### [Consignes de l'exercice]
- 1) Actualisez le passage de l'extrait sur la dysplasie coxo-fémorale qui commence par « On a souvent » et se poursuit jusqu'à « sources de dysplasie. », en y remplaçant « vitamine C » par « vitamine D ».
- 2) Veuillez prolonger le texte sur la dysplasie coxo-fémorale à partir de sa dernière phrase.

Dernière mise à jour : 31 déc. 2020


Intervention du Pr JP GENEVOIS

Rencontres Eleveurs/vétérinaires, AFVAC, Nantes, 28 novembre 2013


I. La dysplasie coxo-fémorale, maladie héréditaire ?

Tout d’abord, on doit noter que la dysplasie n’est pas une maladie à proprement parlé, mais qu’il s’agit en réalité d’une affection héréditaire.

1. Les idées fausses

On a souvent des idées fausses et préconçues sur la dysplasie coxo-fémorale. En voici les principales :

- « la génétique n’est responsable que pour une partie de la dysplasie » : un chiot écrasé par sa mère ou ayant subi un accident pendant son jeune âge peut devenir dysplasique

- L’héritabilité de la dysplasie est voisine de 40 % : ce qui veut dire que 60 % de la dysplasie est d’origine non génétique

- Un apport de vitamine C peut remédier à la dysplasie

- Le fait de nourrir son chien avec telle ou telle marque de croquettes entraînerait des problèmes de dysplasie

- Les erreurs d’alimentation, les exercices violents sur sols glissant … sont sources de dysplasie.

### [Données fournies]

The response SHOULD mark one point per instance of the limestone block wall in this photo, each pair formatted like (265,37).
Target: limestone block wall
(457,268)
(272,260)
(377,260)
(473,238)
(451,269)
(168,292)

### [Résultats par tâche]
- 1)
On a souvent des idées fausses et préconçues sur la dysplasie coxo-fémorale. En voici les principales :

- « la génétique n’est responsable que pour une partie de la dysplasie » : un chiot écrasé par sa mère ou ayant subi un accident pendant son jeune âge peut devenir dysplasique

- L’héritabilité de la dysplasie est voisine de 40 % : ce qui veut dire que 60 % de la dysplasie est d’origine non génétique

- Un apport de vitamine D peut remédier à la dysplasie

- Le fait de nourrir son chien avec telle ou telle marque de croquettes entraînerait des problèmes de dysplasie

- Les erreurs d’alimentation, les exercices violents sur sols glissant … sont sources de dysplasie.

- 2)
Ces idées sont totalement fausses. Il a été, à de nombreuses reprises, prouvé que la dysplasie est bien une affection génétique et héréditaire.

2. Démonstration par l’étude du taux de dysplasie lors de croisements entre sujet sains et sujets dysplasiques.

On peut citer 3 études qui démontrent que la dysplasie est bien héréditaire :

- L’Etude de RISER (1964) qui a croisé des bergers allemands : les sujets sains sont représentés par la lettre N et des sujets dysplasiques D. Voici les croisements effectués :



On note bien que l’on peut obtenir des sujets dysplasiques à partir de sujets sains, et que d’après cette étude, il semblerait qu’une dysplasie de la femelle reproductrice entrainerait un plus grand nombre de chiots atteints

- L’étude de HUTT (1967) toujours basée sur des bergers allemands



Cette étude confirme donc bien les résultats obtenus par Riser. On observe toutefois que la femelle n’est pas forcément celle qui transmet le caractère héréditaire de la dysplasie (voir dernière colonne) et que la contribution génétique de la dysplasie se fait de manière égale entre le mâle et la femelle.

- L’Etude du Pr DENIS (2007)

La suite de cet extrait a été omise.